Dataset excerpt
*-*-*

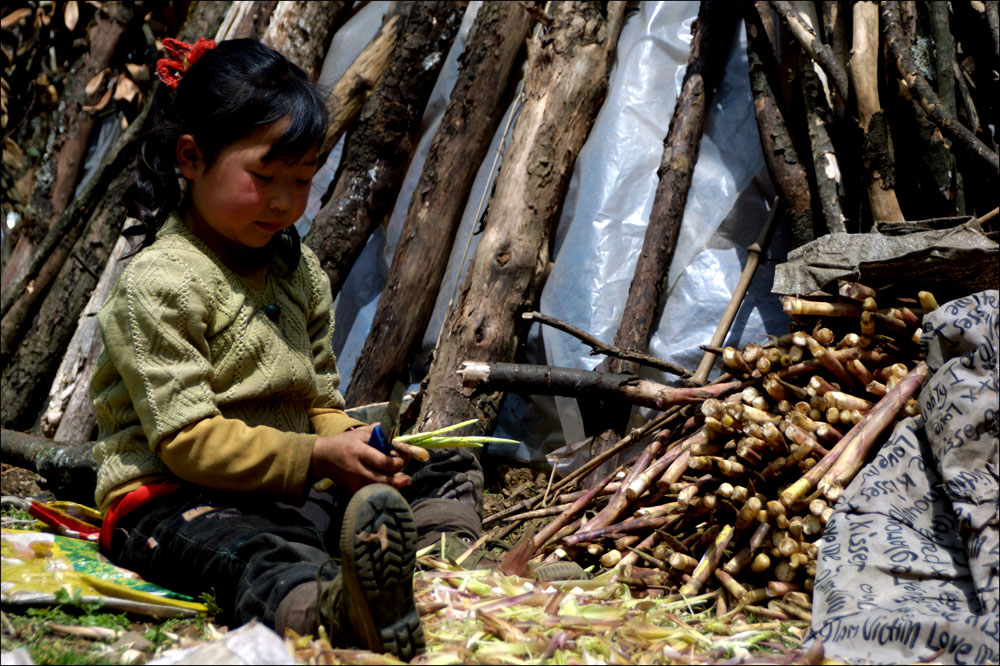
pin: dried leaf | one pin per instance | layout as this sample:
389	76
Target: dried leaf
139	73
100	105
95	82
71	15
14	17
12	155
126	88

*-*-*

### INSTRUCTIONS FOR THE TASK
Rewrite the listing above, replacing "dried leaf" with "fallen leaf" wherever it appears and keeping everything else the same. Omit the pictures from your output.

### RESULT BELOW
pin: fallen leaf | one pin per instance | layout as this sample:
389	76
Target: fallen leaf
139	73
100	105
95	82
71	15
14	17
12	155
126	88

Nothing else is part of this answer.